- _EXERCISE DESCRIPTION_:
Return the lines below verbatim, reproducing every one of them without any change.

- _Saved data entries_:
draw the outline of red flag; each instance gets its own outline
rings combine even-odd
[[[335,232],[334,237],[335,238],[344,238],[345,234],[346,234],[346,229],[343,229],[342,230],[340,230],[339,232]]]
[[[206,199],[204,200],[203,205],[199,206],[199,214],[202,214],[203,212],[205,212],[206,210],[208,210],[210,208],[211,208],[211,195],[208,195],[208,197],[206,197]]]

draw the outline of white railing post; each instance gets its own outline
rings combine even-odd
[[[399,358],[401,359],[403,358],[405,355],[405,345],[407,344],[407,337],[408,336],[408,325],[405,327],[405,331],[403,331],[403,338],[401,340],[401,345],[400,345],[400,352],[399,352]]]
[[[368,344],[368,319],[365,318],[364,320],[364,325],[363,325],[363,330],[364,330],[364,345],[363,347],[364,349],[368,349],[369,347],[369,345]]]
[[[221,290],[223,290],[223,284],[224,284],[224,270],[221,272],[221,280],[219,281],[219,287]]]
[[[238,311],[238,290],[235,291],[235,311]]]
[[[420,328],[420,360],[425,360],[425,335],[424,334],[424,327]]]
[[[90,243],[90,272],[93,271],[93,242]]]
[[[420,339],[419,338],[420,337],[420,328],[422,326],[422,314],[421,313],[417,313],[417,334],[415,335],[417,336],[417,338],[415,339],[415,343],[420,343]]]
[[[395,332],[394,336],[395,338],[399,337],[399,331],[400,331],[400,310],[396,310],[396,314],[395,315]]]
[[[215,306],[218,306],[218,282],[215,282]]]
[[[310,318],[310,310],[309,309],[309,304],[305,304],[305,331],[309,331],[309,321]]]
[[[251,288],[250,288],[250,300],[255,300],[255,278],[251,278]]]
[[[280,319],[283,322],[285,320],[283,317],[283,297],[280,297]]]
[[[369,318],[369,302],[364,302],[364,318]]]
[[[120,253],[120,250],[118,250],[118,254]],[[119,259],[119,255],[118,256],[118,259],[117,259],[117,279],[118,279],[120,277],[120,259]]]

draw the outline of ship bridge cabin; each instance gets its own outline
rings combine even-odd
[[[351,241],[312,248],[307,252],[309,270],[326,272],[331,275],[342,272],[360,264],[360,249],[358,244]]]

- _THE RESPONSE_:
draw the outline of red flag; each instance gets its own outline
rings combine even-odd
[[[335,232],[334,237],[335,238],[344,238],[345,234],[346,234],[346,229],[343,229],[342,230],[340,230],[339,232]]]
[[[206,199],[204,200],[203,205],[199,206],[199,214],[202,214],[203,212],[205,212],[206,210],[208,210],[210,208],[211,208],[211,195],[208,195],[208,197],[206,197]]]

draw the outline of white railing post; each instance gets its own outline
rings combine even-odd
[[[399,358],[401,359],[403,358],[405,355],[405,345],[407,344],[407,337],[408,336],[408,325],[405,327],[405,331],[403,331],[403,338],[401,340],[401,345],[400,345],[400,352],[399,352]]]
[[[368,344],[368,319],[365,318],[364,320],[364,325],[363,325],[363,330],[364,330],[364,345],[363,347],[364,349],[368,349],[369,347],[369,345]]]
[[[221,290],[223,290],[223,284],[224,284],[224,270],[221,272],[221,280],[219,281],[219,287]]]
[[[238,311],[238,290],[235,291],[235,311]]]
[[[420,328],[420,360],[425,360],[425,335],[424,334],[424,327]]]
[[[90,243],[90,272],[93,271],[93,242]]]
[[[420,339],[419,338],[420,337],[420,328],[422,326],[422,314],[421,313],[417,313],[417,334],[415,335],[417,336],[417,338],[415,339],[415,343],[420,343]]]
[[[395,332],[394,336],[395,338],[399,337],[399,331],[400,331],[400,310],[396,310],[396,314],[395,315]]]
[[[215,306],[218,306],[218,282],[215,282]]]
[[[310,318],[310,310],[309,309],[309,304],[305,304],[305,331],[309,331],[309,321]]]
[[[251,288],[250,288],[250,300],[255,300],[255,278],[251,278]]]
[[[280,319],[283,322],[285,320],[283,317],[283,297],[280,297]]]
[[[369,318],[369,302],[364,302],[364,318]]]
[[[120,253],[120,250],[118,250],[118,254]],[[119,259],[119,255],[118,256],[118,259],[117,259],[117,279],[118,279],[120,277],[120,259]]]

draw the outline of ship bridge cabin; each instance gets its own outline
rings combine even-odd
[[[351,241],[312,248],[307,252],[309,270],[326,272],[331,275],[342,272],[360,264],[360,249],[358,244]]]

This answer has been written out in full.